=== Entries shown ===
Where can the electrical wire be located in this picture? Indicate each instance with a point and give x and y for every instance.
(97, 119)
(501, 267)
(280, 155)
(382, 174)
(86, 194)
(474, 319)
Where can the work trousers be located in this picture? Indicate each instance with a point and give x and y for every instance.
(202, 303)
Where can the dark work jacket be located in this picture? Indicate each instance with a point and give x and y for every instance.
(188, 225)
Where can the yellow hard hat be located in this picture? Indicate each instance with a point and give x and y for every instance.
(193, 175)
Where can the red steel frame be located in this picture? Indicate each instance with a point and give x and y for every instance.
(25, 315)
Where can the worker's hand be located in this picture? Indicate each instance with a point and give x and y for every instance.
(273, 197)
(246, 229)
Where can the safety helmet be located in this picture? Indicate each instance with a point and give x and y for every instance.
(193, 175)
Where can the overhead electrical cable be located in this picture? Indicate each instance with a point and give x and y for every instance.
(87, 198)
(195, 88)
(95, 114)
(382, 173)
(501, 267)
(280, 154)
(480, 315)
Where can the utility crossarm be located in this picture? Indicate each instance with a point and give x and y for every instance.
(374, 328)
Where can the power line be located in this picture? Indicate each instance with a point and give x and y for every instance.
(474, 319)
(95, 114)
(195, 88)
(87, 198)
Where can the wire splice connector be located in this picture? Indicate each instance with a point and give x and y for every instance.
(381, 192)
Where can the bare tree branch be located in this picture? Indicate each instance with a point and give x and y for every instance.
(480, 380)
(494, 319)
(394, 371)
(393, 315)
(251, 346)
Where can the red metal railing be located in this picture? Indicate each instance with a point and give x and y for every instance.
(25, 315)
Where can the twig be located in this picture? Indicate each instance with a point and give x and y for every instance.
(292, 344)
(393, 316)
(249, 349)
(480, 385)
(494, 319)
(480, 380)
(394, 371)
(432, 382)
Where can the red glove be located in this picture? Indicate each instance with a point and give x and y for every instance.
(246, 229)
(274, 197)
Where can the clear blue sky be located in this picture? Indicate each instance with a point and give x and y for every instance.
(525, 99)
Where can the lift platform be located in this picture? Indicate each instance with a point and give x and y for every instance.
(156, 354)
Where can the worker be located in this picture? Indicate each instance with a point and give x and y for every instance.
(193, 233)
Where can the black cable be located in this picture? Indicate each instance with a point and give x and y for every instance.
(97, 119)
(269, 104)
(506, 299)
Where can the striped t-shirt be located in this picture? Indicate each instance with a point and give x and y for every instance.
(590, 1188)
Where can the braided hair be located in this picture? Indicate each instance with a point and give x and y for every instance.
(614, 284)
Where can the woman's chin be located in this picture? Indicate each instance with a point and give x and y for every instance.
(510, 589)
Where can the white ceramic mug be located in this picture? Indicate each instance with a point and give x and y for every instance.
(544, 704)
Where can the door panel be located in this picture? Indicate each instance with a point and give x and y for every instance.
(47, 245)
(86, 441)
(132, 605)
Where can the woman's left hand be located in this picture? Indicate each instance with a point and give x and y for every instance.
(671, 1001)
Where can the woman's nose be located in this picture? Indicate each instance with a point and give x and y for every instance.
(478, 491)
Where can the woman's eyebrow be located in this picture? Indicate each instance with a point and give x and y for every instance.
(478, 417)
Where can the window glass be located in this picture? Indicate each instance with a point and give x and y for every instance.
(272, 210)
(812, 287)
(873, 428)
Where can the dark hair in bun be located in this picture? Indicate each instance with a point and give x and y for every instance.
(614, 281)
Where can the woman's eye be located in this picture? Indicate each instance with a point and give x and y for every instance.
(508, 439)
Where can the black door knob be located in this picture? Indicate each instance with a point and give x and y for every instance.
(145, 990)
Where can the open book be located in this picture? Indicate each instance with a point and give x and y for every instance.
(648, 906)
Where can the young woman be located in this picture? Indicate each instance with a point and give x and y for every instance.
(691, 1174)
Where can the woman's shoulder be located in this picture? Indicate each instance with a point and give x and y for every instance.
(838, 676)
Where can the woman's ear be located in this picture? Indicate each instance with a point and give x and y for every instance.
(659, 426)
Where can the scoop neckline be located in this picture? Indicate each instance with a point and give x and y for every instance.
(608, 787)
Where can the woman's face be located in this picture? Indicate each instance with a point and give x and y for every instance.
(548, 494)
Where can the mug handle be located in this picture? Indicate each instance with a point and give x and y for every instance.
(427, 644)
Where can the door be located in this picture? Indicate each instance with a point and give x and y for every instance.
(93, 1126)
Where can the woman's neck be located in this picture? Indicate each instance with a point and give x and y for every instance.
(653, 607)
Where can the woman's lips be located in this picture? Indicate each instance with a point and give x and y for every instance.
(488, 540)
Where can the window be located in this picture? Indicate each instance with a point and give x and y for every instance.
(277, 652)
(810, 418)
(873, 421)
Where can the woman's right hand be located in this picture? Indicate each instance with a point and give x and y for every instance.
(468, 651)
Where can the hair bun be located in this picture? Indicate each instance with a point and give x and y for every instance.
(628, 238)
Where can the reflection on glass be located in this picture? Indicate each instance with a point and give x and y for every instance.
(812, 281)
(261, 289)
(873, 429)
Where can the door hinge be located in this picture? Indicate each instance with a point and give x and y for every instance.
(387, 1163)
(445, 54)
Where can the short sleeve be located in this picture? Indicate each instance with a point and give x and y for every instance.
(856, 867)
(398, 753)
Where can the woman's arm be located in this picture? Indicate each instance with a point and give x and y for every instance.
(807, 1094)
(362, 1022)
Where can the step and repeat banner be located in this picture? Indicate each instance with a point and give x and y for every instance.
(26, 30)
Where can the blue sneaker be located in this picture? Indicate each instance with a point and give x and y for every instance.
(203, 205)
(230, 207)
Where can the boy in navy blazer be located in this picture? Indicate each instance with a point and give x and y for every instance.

=== Description of the task ===
Set down the listing again, exactly.

=== Written response ===
Where can the electrical wire be located in this picture? Indicate each instance with a point and give x and y for every instance.
(97, 119)
(501, 267)
(280, 155)
(382, 174)
(86, 194)
(474, 319)
Where can the work trousers be located in this picture? Indicate each instance with a point and give x and y for every instance.
(202, 303)
Where can the dark work jacket be located in this picture? Indicate each instance with a point and give x and y for every instance.
(188, 225)
Where can the yellow hard hat be located in this picture? Indicate each instance with a point and give x and y for every instance.
(193, 175)
Where can the red steel frame be located in this picture? Indicate each instance with a point and give x and y for every instance.
(25, 315)
Where can the worker's hand be located in this picture? Indicate each instance with a point and give x and y for every instance.
(273, 197)
(246, 229)
Where can the safety helmet be located in this picture? Indicate each instance with a point and give x and y for every instance.
(193, 175)
Where can the overhead electrical cable be located in this picture? Indicate each instance with a point and give x and y for every instance.
(87, 198)
(195, 88)
(95, 114)
(382, 173)
(501, 267)
(280, 154)
(480, 315)
Where can the utility crossarm be located in this picture? Indicate each instance with a point and give x and y for every instance.
(374, 328)
Where can the power line be located in this picture? Indicate each instance with a point and give x and y for every instance.
(474, 319)
(95, 114)
(195, 88)
(87, 198)
Where can the wire splice connector be located in this picture? Indicate each instance with a point and give x and y for every instance.
(381, 192)
Where can the bare tree branch be located in this picture? Indicate each instance with a point and give x and y for every instance.
(480, 380)
(494, 319)
(394, 371)
(393, 315)
(251, 346)
Where can the red metal railing be located in this picture? Indicate each instance with a point and give x and y for every instance.
(25, 315)
Where can the twig be located in this picture? Indicate each instance with a point and give x and y for every instance.
(292, 344)
(393, 316)
(249, 349)
(480, 385)
(494, 319)
(480, 380)
(394, 371)
(432, 382)
Where can the red glove be located in this picture? Indicate each instance with a point and give x and y for every instance.
(246, 229)
(274, 197)
Where can the clear blue sky be located in this picture? Indicate each instance with a point and give x and y for every instance.
(525, 99)
Where can the lift platform be located in this picture? Indicate each instance with a point and give x and y for every instance.
(156, 354)
Where can the worker be located in this picture? Indicate each instance with a point and give x and y for every instance.
(193, 233)
Where can the black cable be located in this picture? Indicate each instance with a point and give x and y for every instance.
(97, 119)
(269, 104)
(506, 299)
Where can the striped t-shirt be located in this picture? Indicate each instance with a point and give x and y for every instance.
(590, 1188)
Where can the braided hair be located in this picture? Indicate each instance with a point and give x and y for every instance.
(614, 284)
Where can the woman's chin be located in this picture? Indicate each instance with a point and give x and y for every instance.
(510, 589)
Where can the white ceramic mug be located in this picture? Indicate each instance with a point and give x and y for every instance.
(544, 704)
Where can the door panel be located in this picture? Indicate each instance with a point and give x and y for every instance.
(47, 245)
(86, 441)
(132, 605)
Where can the woman's left hand be located in this picture? Indicate each instance with a point and give x and y for every instance.
(671, 1001)
Where can the woman's nose be located in this picture? Indicate each instance with a point and give x and y for every instance.
(478, 491)
Where can the woman's eyebrow be located in this picture? Indicate each instance with a point and give x and y for every instance.
(478, 417)
Where can the window glass be located in this picture? Indicate each instance with a point and give x and y for every instance.
(272, 210)
(812, 287)
(873, 428)
Where can the dark hair in bun be located in this picture? Indicate each instance with a point and give x and y for every instance.
(614, 281)
Where can the woman's eye be located in this picture? Indicate each instance with a point and give x and y for every instance.
(508, 439)
Where can the black door knob be located in this picture? Indicate each instance with a point and give x and y for every instance.
(145, 990)
Where can the open book be located in this picture? Indicate each instance with a point and give x and y for every instance.
(648, 906)
Where can the young woman be located in this picture? Indicate each instance with a point and give x and y for every instance.
(691, 1174)
Where can the woman's shoulder be located in this picture? Indicate each instance with a point and give x and y for every instance.
(838, 676)
Where can the woman's ear be located in this picture? Indicate each instance with a point and give x and y for every instance.
(659, 426)
Where can the scoop neckline be located in this picture? Indicate each instance with a point and give x and y for every instance.
(608, 787)
Where can the woman's face be located in this picture? Indicate each instance with a point and give x and y for every instance.
(548, 494)
Where can the mug handle be located in this picture? Indicate each instance with a point and give x and y for every instance.
(427, 644)
Where can the door be located in this picture? Indicate each instance with a point and give x and y for every instance.
(93, 1126)
Where can the woman's neck be located in this picture? Indicate each instance with a point and give x and y for every instance.
(653, 607)
Where can the woman's lips be located in this picture? Indicate each instance with a point and give x and y for every instance.
(488, 540)
Where can the window be located in this picture? Indicate each instance with a point and give x and y for every instance.
(277, 652)
(810, 418)
(873, 421)
Where can the woman's right hand be located in this picture? Indicate each instance with a point and give x and y for every instance.
(468, 651)
Where can the hair bun be located in this picture? Indicate each instance with a point and give x and y for every instance.
(628, 238)
Where can the reflection on glass be located in this picture? Indicate each instance with a point and give x and y for every instance.
(812, 281)
(261, 289)
(873, 429)
Where can the door hinge be located in this picture? Indicate each instance with a point and give x and y for every instance.
(387, 1163)
(445, 54)
Where can the short sleeve be located in this picture? Indicate each instance with a point and give x and y for every instance.
(856, 867)
(398, 753)
Where can the woman's arm be located in this picture? Indicate each instance with a point and give x and y for every instance.
(807, 1094)
(362, 1022)
Where can the step and repeat banner be located in this picture? Indicate each instance with a point and give x and y for every instance.
(26, 30)
Where can the blue sneaker be located in this picture? Indicate each instance with a point and give x and y for every instance.
(203, 205)
(230, 207)
Where can the boy in navy blazer be located in this picture? Indicate each instance with a point and give x and y for every instance.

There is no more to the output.